» **Extracted text**
_ _ _
- Theatrical release poster
- Directed by: Fabrizio De Angelis as Larry Ludman
- Written by: Fabrizio De Angelis, Dardano Sacchetti
- Produced by: Fabrizio De Angelis
- Starring: Kim Rossi Stuart
- Cinematography: Giuseppe Pinori
- Edited by: Alberto Moriani
- Music by: Simon Boswell
- Distributed by: Fulvia Film
- Release date: 3 April 1987 (Italy);
- Running time: 94 minutes
- Country: Italy
- Language: Italian

= Karate Warrior =

Karate Warrior, also known as Fist of Power or The Boy in the Golden Kimono (Il ragazzo dal kimono d'oro) is a 1987 Italian martial arts drama film directed by Fabrizio De Angelis as Larry Ludman.
The film became the first in a series, spawning five sequels.

==Synopsis==
A young man visiting his father in the Philippines. He inadvertently interferes with the affairs of local gang run by Quino he gets beaten up and left for dead. An old monk nurses Anthony back to health and teaches him the ways of martial arts and even teaches a special technique known as the “Stroke of the Dragon”. Now the young man is determined to defeat Quino and get even for his beating.
_ _ _
» **Dataset records**
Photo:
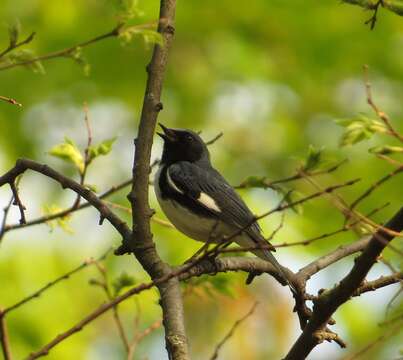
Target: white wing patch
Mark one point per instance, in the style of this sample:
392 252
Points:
172 184
208 202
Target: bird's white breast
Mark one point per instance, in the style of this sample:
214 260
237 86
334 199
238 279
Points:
197 227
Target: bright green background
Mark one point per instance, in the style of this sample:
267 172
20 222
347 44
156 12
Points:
272 75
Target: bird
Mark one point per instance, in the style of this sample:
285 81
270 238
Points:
199 202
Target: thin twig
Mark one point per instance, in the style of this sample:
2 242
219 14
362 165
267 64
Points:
4 340
6 211
372 20
17 201
375 185
63 213
382 115
232 331
52 283
129 211
12 47
137 338
10 100
297 176
24 164
65 52
116 317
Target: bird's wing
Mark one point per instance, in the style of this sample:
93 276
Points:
210 191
_ _ _
» **Instructions**
• A. Lay out part of the entries as a JSON list of strings, one string per line and no blank lines. Begin at the line of the entries that contains "Target: bird's wing" and stop after the last line of the entries.
• B. Pick up the Karate Warrior film article right after its last sentence and keep writing it.
The entries are unrelated to the Karate Warrior article.

» **Answers provided**
• A.
[
  "Target: bird's wing",
  "Mark one point per instance, in the style of this sample:",
  "93 276",
  "Points:",
  "210 191"
]

• B.
== Cast ==
- Kim Rossi Stuart as Anthony Scott
- Ken Watanabe as Master Kimura
- Jannelle Barretto as Maria
- Jared Martin as Paul Scott
- Janet Agren as Julia Scott
- Enrico Torralba as Quino
- Jonny Tuazon
- Rudy Meyer
- Rico Orbita
- Arnulfo C. Quiwa

==Release==
The film was released in Italy on September 3, 1987.

== Sequels ==
- Karate Warrior 2 (1988)
- Karate Warrior 3 (1991)
- Karate Warrior 4 (1992)
- Karate Warrior 5 (1992)
- Karate Warrior 6 (1993)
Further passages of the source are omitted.